PROBLEM TO WORK ON: Copy out exactly every line from the line containing "Task: Where can the clump" until the records below end, inclusive of both boundary lines.
--- START OF MATERIALS PROVIDED ---
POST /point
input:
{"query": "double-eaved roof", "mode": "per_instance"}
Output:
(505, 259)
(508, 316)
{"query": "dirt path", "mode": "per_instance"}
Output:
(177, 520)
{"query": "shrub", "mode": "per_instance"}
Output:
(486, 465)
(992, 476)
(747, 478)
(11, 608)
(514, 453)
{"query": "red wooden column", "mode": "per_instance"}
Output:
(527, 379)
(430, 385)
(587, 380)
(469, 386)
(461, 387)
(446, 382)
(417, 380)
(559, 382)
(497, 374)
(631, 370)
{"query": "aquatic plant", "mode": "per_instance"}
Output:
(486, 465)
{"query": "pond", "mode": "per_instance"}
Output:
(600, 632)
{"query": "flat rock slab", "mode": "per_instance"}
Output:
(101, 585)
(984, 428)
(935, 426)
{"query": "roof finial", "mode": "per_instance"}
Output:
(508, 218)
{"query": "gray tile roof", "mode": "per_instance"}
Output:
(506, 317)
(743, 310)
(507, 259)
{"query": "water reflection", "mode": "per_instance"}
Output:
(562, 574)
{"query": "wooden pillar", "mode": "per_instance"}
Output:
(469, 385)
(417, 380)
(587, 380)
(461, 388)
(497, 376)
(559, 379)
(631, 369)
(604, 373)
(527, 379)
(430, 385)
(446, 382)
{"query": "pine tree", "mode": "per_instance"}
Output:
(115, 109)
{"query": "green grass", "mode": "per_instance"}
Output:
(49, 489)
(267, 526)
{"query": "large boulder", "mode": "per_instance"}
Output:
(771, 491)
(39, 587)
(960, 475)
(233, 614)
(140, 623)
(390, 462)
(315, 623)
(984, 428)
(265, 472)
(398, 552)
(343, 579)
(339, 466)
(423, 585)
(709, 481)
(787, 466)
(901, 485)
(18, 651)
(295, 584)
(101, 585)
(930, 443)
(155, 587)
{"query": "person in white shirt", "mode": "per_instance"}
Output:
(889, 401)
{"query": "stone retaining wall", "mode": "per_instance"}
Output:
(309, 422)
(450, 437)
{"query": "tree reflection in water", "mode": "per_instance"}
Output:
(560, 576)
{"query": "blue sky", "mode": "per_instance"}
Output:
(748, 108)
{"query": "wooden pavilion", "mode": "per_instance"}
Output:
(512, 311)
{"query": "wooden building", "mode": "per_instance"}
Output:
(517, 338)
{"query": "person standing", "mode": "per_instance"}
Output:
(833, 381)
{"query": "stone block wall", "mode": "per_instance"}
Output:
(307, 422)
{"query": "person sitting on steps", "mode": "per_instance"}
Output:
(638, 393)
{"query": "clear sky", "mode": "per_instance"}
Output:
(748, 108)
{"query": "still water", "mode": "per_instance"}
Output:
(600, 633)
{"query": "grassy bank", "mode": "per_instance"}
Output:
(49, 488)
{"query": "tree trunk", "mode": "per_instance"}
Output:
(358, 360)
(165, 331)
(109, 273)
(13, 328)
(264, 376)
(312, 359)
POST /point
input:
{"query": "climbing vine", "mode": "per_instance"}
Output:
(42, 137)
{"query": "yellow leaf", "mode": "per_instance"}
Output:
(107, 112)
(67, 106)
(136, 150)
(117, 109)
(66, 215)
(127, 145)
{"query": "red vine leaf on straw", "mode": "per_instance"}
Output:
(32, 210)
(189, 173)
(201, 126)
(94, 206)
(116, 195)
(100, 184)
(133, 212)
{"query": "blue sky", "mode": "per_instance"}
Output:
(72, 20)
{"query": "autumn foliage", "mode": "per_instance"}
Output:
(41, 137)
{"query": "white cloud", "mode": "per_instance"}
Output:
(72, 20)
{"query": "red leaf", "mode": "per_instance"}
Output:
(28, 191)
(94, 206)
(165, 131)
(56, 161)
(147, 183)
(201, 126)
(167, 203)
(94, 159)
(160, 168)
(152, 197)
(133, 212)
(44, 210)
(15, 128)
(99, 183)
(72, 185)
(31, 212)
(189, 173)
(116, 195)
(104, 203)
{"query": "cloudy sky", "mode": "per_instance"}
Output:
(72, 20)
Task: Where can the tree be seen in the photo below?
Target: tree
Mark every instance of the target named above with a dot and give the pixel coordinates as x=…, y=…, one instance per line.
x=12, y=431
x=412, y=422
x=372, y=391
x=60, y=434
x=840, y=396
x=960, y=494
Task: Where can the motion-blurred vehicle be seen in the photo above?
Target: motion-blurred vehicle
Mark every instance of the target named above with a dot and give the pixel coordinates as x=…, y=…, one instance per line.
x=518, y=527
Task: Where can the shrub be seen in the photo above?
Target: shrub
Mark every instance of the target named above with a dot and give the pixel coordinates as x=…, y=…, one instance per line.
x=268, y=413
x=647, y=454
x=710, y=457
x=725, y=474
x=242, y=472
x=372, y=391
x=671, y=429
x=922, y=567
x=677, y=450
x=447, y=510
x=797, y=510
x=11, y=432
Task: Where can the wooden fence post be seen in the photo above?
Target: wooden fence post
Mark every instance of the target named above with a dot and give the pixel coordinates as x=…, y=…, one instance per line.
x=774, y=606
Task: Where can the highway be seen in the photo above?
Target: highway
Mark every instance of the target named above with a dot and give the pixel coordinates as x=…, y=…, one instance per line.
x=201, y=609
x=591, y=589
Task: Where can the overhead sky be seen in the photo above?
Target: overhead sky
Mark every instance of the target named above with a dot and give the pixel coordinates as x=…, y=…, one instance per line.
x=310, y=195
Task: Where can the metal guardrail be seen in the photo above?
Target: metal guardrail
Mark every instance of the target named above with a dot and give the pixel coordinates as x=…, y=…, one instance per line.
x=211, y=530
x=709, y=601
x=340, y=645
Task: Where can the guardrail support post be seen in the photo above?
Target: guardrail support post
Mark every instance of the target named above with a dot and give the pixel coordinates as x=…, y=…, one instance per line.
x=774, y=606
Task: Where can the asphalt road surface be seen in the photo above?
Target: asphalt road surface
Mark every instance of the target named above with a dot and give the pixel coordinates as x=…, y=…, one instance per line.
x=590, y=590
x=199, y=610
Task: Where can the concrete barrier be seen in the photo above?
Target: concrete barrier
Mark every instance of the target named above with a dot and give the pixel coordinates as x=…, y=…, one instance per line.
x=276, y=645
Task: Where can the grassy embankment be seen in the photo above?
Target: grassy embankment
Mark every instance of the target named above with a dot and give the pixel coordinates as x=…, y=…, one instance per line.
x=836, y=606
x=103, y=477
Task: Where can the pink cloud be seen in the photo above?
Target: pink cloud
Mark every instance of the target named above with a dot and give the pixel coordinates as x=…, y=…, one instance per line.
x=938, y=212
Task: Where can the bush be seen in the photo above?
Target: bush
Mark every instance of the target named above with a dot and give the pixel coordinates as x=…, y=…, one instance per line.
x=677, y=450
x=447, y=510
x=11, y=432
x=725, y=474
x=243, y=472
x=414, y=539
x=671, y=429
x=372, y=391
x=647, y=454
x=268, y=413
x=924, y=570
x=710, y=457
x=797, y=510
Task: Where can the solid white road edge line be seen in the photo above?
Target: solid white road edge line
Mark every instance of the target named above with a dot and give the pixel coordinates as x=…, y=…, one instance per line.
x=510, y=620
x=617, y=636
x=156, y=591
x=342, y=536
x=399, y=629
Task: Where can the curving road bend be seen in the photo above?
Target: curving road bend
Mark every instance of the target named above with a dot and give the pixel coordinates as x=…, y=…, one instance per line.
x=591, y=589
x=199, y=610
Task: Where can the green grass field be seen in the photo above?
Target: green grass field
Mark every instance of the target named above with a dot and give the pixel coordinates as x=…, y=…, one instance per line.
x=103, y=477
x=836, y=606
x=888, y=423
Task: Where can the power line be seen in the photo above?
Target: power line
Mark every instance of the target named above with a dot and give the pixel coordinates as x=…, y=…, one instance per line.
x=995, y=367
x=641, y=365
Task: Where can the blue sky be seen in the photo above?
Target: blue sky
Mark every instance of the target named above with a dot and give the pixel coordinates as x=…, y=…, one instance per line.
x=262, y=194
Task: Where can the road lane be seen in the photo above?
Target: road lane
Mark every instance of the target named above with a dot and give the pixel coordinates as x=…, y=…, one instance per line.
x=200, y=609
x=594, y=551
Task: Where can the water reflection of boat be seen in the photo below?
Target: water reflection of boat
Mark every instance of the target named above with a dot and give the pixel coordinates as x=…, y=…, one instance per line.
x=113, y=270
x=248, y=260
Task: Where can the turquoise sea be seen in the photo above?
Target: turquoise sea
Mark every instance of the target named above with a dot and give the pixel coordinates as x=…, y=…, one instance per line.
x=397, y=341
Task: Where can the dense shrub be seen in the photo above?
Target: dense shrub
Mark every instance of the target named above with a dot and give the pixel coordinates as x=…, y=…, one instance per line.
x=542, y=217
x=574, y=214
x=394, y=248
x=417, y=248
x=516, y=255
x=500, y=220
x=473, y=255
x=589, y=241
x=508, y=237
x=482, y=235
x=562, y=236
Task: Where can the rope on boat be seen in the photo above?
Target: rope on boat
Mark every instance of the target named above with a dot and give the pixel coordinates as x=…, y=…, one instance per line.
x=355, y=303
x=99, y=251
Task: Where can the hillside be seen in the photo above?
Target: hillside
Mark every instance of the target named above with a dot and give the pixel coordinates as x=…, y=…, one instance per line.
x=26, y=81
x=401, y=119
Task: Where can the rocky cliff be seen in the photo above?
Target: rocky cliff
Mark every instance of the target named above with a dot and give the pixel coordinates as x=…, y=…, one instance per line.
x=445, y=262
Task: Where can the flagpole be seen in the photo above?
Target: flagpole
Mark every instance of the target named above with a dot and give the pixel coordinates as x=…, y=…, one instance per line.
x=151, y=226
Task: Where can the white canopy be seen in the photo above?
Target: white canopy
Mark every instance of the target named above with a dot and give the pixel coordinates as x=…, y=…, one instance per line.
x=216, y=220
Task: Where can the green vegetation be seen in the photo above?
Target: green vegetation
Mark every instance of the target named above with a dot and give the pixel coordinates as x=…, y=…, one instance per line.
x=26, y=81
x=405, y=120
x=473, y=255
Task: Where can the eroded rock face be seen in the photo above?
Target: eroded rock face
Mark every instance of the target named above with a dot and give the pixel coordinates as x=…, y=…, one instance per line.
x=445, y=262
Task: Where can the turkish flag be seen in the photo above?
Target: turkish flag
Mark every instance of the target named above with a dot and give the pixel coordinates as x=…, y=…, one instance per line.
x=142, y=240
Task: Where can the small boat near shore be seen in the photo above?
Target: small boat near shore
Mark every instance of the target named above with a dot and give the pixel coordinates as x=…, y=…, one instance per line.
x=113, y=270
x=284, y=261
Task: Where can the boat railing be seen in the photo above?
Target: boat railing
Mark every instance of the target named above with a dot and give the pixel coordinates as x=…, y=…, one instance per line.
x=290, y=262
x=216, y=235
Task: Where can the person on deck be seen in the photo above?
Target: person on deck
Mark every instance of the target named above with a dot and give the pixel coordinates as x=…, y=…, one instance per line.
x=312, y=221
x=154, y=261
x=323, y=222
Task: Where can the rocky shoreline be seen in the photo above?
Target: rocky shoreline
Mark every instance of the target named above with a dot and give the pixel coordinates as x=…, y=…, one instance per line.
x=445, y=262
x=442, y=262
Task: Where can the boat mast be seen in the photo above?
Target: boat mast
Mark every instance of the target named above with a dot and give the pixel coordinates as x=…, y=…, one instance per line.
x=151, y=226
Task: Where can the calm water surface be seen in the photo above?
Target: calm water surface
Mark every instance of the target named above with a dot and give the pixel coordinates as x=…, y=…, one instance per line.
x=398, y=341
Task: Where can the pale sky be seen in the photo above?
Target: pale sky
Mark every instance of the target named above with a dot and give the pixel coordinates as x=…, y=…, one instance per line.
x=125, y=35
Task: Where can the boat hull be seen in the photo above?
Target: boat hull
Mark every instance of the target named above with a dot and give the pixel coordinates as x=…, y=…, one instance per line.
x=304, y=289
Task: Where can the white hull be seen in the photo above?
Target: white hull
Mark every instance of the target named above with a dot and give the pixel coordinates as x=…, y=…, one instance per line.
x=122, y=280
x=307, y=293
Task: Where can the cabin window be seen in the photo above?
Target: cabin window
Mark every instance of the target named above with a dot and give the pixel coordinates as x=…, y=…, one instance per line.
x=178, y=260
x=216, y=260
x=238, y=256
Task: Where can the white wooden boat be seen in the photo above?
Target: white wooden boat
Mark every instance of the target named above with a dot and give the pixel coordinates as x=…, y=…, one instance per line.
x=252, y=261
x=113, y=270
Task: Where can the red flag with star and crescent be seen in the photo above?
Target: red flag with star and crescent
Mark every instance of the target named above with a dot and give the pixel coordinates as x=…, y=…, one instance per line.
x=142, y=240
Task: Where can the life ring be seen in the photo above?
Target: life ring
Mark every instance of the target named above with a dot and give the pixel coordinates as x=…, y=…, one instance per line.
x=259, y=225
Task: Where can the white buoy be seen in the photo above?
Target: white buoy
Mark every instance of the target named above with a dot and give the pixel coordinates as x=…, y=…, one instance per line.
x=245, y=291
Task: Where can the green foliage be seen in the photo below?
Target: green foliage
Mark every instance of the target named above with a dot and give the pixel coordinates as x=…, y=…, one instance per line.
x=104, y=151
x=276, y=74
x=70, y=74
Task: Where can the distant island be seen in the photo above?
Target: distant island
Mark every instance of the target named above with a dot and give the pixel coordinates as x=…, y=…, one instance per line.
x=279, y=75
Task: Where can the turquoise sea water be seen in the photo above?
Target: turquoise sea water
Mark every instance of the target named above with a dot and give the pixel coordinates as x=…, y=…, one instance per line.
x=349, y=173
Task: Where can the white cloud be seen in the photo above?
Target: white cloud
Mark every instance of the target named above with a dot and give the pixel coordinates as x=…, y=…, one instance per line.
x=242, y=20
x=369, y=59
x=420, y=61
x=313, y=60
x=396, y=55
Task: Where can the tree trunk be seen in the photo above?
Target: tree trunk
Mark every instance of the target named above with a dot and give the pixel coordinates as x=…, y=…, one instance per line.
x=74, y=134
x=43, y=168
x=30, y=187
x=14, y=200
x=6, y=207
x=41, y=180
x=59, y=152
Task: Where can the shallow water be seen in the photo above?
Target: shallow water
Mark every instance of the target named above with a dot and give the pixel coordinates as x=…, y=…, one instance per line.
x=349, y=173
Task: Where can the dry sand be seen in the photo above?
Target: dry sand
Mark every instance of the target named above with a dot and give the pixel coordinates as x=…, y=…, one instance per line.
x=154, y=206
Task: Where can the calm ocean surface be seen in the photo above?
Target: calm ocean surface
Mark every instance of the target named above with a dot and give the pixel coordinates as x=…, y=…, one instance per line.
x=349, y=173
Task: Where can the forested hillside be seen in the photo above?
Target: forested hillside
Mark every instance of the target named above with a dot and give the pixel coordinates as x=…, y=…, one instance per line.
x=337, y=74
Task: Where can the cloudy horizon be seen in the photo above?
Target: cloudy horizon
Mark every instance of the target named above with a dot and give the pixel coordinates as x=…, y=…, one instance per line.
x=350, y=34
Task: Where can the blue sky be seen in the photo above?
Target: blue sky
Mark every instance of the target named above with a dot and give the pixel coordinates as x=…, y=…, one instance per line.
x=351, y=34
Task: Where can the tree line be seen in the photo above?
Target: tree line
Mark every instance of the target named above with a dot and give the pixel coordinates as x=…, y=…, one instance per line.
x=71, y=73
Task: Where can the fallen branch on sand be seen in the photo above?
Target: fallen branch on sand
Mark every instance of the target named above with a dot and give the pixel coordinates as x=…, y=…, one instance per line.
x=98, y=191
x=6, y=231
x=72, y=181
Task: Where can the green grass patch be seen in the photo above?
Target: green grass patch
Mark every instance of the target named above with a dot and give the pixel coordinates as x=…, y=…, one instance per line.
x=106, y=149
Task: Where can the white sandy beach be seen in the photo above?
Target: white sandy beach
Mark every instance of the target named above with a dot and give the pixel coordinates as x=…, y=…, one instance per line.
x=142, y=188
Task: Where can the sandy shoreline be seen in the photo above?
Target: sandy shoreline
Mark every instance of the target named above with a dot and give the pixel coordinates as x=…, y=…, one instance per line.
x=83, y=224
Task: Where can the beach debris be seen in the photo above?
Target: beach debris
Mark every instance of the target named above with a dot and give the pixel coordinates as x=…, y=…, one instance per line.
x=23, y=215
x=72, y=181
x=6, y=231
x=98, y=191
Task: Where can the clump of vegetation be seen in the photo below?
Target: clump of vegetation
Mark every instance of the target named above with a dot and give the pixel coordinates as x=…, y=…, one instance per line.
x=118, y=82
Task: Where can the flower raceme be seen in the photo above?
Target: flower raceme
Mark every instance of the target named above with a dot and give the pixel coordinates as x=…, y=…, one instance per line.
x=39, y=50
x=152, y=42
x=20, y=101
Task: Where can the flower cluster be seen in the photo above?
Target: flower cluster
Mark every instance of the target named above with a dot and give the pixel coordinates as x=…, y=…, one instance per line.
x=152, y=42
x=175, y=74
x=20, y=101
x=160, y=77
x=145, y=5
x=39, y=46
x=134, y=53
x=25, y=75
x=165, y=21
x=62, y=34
--- END OF MATERIALS PROVIDED ---
OUTPUT OF THE TASK:
Task: Where can the clump of vegetation be seen in the photo below?
Target: clump of vegetation
Mark every instance of the target named above with a dot and give the pixel coordinates as x=…, y=…, one instance per line.
x=118, y=82
Task: Where can the flower raceme be seen in the photo above?
Target: flower raceme
Mark every instance of the target named above with a dot and give the pixel coordinates as x=…, y=…, one instance per line.
x=39, y=50
x=152, y=42
x=20, y=101
Task: Where can the flower cluster be seen in the photo above?
Target: flower cluster
Mark every instance of the target named above with a dot and give the pixel coordinates as x=…, y=…, one instance per line.
x=152, y=42
x=175, y=74
x=20, y=101
x=160, y=77
x=145, y=5
x=39, y=46
x=134, y=53
x=25, y=75
x=165, y=21
x=62, y=34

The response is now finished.